PROBLEM SET:
A – In the maritime insurance text below, what does AIS data provide?
B – Reproduce the part of the maritime insurance text below starting at "As chairman of" and ending at "in maritime operations.".

SELECTED TEXT:

********************

- Advancements in technology and data analysis provide significant opportunities for the maritime shipping insurance industry
- The emergence of AI and big data technologies offers unprecedented opportunities to revolutionise the maritime insurance sector
- Embracing these technologies is essential for modern insurers aiming to remain competitive and provide the best service to their clients
Digitising the marine insurance process from shipper, through to broker and insurer, pre and post policy production, is no longer a dream. In a guest blog post authored by Insurwave Chairman Shaun Crawford, he summarises how new innovative tech like AI is enabling greater value to all participants.
Mitigating maritime shipping insurance risk
Advancements in technology and data analysis provide significant opportunities for the maritime shipping insurance industry. By utilising AI and large datasets, insurance companies can better understand, predict, and mitigate risks, ultimately leading to safer maritime operations and more cost-effective insurance policies.
Maritime shipping, a cornerstone of global trade, inherently involves risks. These risks have historically been managed through a combination of experiential judgment and basic statistical analysis. However, the emergence of AI and big data technologies offers unprecedented opportunities to revolutionise the maritime insurance sector.
As chairman of Insurwave, I've been really impressed how new technologies developed by a team of high quality product engineers can fundamentally change the "pre-bind" commercial insurance processes. Listening to feedback from global shipping companies in how they are leveraging this new tech to deliver sustainable long term value for their businesses is heartwarming - especially given we're talking about insurance.
Maritime data sources being used to price insurance and monitor claims
The maritime sector generates massive amounts of data from sources like:
- Vessel Tracking Systems: AIS (Automatic Identification System) data provides real-time locations of ships.
- Weather Databases: Weather conditions are crucial in maritime operations.
- Port and Cargo Records: Give insights into vessel and crew behaviour.
- Ship Maintenance Records: Provide data on vessel conditions.
Generative AI models for risk assessment
- Predictive Analytics: AI models, trained on historical data, can predict the likelihood of incidents based on current conditions. For example, predicting potential collisions by analysing ship movements in busy routes.
- Pattern Recognition: Advanced algorithms can identify abnormal patterns or anomalies, such as a vessel diverting from its planned route, which might indicate potential piracy or mechanical failure.

********************

SUPPLIED DATA:
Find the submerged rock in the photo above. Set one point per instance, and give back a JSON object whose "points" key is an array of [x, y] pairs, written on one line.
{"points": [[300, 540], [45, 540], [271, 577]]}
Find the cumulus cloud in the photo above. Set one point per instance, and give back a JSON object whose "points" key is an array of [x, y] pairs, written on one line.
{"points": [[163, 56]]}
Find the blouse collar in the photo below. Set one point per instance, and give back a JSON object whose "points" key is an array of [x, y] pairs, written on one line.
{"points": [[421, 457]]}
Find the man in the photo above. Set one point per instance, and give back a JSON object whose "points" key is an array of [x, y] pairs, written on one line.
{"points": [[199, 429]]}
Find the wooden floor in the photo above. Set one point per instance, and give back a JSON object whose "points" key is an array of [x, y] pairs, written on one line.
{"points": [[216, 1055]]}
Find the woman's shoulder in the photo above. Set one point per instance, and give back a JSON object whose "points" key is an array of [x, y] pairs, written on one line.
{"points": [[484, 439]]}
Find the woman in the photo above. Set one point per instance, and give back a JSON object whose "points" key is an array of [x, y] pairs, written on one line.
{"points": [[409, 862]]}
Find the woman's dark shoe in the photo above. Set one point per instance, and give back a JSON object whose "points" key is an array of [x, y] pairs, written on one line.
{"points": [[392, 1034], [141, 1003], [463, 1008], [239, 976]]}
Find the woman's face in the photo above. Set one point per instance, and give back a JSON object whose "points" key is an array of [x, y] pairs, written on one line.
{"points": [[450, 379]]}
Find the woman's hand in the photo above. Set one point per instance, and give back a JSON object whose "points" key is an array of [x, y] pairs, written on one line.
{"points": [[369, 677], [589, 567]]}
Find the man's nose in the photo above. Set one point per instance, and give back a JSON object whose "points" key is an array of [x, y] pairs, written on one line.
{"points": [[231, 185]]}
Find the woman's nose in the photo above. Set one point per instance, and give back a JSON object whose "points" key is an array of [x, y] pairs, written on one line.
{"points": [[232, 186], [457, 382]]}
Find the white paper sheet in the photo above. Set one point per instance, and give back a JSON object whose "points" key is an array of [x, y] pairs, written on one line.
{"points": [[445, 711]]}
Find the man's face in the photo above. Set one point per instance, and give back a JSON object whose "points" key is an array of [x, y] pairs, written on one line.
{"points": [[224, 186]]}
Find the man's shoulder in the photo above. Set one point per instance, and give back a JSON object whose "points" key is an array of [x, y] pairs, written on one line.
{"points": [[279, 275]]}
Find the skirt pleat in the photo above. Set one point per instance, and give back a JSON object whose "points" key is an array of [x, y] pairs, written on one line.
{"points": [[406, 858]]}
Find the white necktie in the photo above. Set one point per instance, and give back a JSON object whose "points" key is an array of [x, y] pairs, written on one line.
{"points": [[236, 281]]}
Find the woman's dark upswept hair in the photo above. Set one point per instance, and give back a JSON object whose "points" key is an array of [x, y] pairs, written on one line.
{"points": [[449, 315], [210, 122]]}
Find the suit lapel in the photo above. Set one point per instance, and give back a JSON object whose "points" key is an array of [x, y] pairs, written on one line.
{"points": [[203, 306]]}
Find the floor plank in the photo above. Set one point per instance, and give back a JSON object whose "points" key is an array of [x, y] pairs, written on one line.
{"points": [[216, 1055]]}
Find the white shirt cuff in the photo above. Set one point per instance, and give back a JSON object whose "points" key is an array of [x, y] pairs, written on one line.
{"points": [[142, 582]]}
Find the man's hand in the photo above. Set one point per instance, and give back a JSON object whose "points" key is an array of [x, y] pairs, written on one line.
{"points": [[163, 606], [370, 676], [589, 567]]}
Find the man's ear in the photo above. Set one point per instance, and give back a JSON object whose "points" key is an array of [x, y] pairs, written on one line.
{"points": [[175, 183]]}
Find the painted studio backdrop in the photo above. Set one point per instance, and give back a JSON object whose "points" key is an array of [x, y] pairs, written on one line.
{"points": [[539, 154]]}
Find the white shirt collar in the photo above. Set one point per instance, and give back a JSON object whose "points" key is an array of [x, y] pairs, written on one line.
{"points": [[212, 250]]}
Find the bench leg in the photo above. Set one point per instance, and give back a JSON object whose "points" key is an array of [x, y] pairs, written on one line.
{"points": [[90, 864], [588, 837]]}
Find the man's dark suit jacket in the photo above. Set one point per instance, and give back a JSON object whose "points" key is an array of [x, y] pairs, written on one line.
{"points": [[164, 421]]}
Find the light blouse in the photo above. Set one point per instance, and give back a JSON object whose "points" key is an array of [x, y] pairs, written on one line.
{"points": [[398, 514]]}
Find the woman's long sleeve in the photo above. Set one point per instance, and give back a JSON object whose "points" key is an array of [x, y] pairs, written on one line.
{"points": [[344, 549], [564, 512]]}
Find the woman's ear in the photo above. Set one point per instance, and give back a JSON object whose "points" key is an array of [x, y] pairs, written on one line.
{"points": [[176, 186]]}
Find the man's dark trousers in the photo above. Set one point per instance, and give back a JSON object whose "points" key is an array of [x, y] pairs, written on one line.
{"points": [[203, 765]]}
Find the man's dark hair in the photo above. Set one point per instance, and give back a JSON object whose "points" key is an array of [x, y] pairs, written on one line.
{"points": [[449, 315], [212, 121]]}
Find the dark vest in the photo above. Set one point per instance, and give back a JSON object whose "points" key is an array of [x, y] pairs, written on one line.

********************

THE RESPONSES:
A – Real-time locations of ships.

B –
As chairman of Insurwave, I've been really impressed how new technologies developed by a team of high quality product engineers can fundamentally change the "pre-bind" commercial insurance processes. Listening to feedback from global shipping companies in how they are leveraging this new tech to deliver sustainable long term value for their businesses is heartwarming - especially given we're talking about insurance.
Maritime data sources being used to price insurance and monitor claims
The maritime sector generates massive amounts of data from sources like:
- Vessel Tracking Systems: AIS (Automatic Identification System) data provides real-time locations of ships.
- Weather Databases: Weather conditions are crucial in maritime operations.